## begin Text segment
BUSINESS AND BASIS OF PRESENTATION
R&A Productions Inc. ("Company" or "R&A Productions") was formed on March 13, 2009 under the laws of the State of Nevada.
R&A Productions is a Film Production and distribution Company.
LIQUIDITY
As shown in the accompanying financial statements, the Company incurred a net income of ($11,982) for the first quarter ended December 31, 2009 and $11,755 from its inception to September 30, 2009. At the quarter ended December 31, 2009 the Company's current assets were $9,826 and the total assets were $71,618 and its liabilities were $6,000. The Companys assets exceeded its liabilities by $65,618. At the year ended September 30, 2009 the Company's current assets were $8,100 and the total assets were $69,592 and its liabilities were $8,074. The Companys assets exceeded its liabilities by $61,518. (see Note B).
ESTIMATES
The preparation of the financial statement in conformity with generally accepted accounting principles requires management to make estimates and assumptions that affect certain reported amounts and disclosures. Accordingly, actual results could differ from those estimates.
## end Text segment
Write the next part of the R&A Productions financial statement notes, picking up after the sentence on estimates.
## begin Entries shown
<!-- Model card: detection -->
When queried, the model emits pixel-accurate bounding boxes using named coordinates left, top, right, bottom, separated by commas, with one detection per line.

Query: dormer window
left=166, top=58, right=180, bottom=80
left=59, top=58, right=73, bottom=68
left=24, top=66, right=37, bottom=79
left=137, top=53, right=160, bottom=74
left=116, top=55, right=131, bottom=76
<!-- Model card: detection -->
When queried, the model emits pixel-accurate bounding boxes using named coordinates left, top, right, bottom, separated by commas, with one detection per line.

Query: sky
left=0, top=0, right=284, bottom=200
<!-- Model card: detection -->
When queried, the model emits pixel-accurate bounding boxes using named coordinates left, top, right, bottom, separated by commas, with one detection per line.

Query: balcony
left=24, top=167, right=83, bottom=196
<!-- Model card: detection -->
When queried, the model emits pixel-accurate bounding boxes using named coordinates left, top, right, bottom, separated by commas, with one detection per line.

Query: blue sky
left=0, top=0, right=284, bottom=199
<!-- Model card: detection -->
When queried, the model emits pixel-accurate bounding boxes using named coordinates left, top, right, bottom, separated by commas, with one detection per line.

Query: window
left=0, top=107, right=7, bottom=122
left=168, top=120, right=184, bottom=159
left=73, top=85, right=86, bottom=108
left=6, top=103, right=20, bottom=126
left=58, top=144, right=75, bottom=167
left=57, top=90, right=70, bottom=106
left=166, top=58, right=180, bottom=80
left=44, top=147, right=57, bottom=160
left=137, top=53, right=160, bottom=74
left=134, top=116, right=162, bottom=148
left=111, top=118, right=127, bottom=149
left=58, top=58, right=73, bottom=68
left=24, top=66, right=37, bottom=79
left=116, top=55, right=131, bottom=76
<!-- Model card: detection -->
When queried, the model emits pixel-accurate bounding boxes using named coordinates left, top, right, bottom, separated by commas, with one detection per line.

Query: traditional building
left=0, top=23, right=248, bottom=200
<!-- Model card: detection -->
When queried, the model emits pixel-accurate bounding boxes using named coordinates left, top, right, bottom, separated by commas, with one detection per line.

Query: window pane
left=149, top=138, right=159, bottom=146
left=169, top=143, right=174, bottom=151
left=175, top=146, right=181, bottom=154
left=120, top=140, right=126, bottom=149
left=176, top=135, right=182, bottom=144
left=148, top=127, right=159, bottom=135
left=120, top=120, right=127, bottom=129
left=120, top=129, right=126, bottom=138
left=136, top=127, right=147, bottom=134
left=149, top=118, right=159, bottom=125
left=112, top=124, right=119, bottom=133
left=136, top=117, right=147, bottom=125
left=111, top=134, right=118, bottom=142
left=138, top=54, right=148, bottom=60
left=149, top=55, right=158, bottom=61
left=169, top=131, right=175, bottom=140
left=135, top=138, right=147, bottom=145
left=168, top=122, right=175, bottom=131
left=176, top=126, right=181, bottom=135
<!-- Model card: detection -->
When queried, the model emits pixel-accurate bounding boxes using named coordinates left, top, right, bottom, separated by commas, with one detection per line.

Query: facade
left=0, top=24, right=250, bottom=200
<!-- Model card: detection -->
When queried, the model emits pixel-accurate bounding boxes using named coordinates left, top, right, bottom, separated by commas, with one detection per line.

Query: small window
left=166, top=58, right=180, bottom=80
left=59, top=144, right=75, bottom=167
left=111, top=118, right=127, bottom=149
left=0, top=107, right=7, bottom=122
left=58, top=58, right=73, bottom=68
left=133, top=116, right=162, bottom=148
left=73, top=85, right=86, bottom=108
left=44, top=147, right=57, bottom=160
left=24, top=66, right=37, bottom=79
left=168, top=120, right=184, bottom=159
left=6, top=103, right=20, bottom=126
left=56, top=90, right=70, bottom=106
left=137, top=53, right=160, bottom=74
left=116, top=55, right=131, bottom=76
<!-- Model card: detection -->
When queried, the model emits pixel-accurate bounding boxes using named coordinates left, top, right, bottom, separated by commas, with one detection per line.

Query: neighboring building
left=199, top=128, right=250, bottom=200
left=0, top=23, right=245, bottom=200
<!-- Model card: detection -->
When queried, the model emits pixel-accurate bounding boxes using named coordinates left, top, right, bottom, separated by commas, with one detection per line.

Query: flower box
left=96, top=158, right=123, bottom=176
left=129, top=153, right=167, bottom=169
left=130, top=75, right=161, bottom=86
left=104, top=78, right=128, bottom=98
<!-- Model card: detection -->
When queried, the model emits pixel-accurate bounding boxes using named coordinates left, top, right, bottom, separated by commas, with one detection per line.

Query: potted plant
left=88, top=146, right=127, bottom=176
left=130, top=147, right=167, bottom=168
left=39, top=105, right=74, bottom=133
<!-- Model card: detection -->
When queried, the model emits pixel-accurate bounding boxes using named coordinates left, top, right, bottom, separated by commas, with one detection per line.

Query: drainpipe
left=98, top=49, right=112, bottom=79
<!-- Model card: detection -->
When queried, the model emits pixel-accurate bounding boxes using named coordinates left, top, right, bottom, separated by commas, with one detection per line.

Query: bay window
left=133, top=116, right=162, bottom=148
## end Entries shown
The reply:
REVENUE RECOGNITION
The Company recognizes revenue when earned in accordance with SEC Staff Accounting Bulletin No. 101, "Revenue Recognition in Financial Statements" ("SAB 101").
On December 17, 2003, the SEC staff released Staff Accounting Bulletin (SAB) No. 104, Revenue Recognition. The staff updated and revised the existing revenue recognition in Topic 13, Revenue Recognition, to make its interpretive guidance consistent with current accounting guidance, principally EITF Issue No. 00-21, "Revenue Arrangements with Multiple Deliverables." Also, SAB 104 incorporates portions of the Revenue Recognition in Financial Statements - Frequently Asked Questions and Answers document that the SEC staff considered relevant and rescinds the remainder. The company's revenue recognition policies are consistent with this guidance; therefore, this guidance will not have an immediate impact on the company's consolidated financial statements.
CASH EQUIVALENTS
The Company considers cash on hand, deposits in banks, and short-term investments purchased with an original maturity date of three months or less to be cash and cash equivalents. The carrying amounts reflected in the balance sheets for cash and cash equivalents approximate the fair values due to short maturities of these instruments.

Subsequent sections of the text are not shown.